Copy the material from the line that contains "Would you please identify the crowd" through the line that contains "column 46, row 225", changing "kindly" to "please" and leaving everything else untouched. Give only those lines.
===== Records for the task
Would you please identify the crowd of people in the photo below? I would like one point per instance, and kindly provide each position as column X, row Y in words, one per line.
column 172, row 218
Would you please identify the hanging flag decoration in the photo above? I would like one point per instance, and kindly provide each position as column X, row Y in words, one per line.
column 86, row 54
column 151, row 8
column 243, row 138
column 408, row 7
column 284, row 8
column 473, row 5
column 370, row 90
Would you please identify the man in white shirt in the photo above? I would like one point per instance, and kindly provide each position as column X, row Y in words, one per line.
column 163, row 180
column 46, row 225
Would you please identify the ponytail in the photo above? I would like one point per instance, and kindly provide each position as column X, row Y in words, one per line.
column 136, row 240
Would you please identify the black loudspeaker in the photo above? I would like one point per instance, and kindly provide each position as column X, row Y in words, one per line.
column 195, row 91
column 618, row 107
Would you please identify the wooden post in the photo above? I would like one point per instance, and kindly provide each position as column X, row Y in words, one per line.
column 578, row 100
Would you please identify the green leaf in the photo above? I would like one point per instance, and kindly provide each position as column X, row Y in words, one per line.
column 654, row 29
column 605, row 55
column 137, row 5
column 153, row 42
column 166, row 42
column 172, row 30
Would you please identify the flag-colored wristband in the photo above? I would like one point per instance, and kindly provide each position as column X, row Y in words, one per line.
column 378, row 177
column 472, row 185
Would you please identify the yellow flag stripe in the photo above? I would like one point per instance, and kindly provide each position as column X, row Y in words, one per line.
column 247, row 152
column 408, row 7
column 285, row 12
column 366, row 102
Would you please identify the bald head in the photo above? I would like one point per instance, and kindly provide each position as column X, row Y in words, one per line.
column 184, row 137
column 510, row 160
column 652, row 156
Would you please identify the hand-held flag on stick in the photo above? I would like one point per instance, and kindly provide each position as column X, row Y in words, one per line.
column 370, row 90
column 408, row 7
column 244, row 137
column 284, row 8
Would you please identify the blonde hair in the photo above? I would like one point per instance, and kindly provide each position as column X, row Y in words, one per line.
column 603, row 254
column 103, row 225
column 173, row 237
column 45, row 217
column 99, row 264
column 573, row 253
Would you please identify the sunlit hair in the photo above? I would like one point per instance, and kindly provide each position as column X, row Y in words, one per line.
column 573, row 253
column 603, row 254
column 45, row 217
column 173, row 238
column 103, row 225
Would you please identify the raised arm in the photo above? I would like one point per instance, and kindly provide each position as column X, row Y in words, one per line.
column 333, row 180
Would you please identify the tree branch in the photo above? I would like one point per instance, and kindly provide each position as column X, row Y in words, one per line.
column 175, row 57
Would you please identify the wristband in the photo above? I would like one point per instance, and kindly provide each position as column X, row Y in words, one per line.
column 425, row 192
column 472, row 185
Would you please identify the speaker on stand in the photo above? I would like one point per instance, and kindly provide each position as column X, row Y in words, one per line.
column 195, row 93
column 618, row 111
==========
===== Records for the task
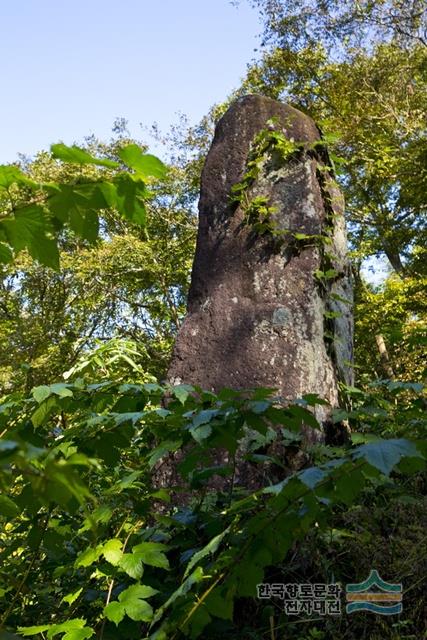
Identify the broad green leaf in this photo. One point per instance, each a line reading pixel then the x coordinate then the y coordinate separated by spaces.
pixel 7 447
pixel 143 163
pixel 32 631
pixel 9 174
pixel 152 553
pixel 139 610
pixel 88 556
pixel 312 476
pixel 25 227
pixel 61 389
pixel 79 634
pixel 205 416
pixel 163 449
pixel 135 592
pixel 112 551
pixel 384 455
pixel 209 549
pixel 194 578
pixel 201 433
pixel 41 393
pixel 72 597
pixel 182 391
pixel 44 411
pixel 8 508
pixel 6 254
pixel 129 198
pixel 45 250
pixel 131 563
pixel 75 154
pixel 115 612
==========
===== Records for the task
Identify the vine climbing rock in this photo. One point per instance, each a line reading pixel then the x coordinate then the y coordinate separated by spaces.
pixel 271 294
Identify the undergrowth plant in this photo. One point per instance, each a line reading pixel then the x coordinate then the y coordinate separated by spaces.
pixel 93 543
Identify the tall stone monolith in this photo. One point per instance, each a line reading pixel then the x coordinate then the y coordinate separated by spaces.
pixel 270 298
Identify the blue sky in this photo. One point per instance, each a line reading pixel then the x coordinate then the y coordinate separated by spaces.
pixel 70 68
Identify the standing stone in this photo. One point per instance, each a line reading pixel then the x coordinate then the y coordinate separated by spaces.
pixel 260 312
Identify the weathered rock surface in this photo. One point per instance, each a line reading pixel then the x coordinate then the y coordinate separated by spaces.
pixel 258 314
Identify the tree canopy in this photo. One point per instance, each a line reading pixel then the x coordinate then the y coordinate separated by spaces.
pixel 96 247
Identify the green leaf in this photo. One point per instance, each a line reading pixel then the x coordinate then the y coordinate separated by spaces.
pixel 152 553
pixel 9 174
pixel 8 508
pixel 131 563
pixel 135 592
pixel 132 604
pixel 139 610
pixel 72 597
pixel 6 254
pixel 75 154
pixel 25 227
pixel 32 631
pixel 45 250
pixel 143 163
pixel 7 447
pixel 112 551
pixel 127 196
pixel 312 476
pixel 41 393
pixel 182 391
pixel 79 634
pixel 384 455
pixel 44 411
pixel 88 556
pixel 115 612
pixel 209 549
==========
* Response to this exercise
Would you please identify the crowd of people in the photo below? I would like one point per instance, and please provide each position as column X, row Y in words, one per line.
column 172, row 218
Would you please identify the hanging flag decoration in the photo above? I would like one point per instance, and please provide each position as column X, row Y in words, one per line.
column 86, row 54
column 151, row 8
column 243, row 138
column 408, row 7
column 284, row 8
column 473, row 5
column 370, row 90
Would you please identify the man in white shirt in the photo above? I would like one point per instance, and please provide each position as column X, row Y in words, one per line.
column 163, row 180
column 46, row 225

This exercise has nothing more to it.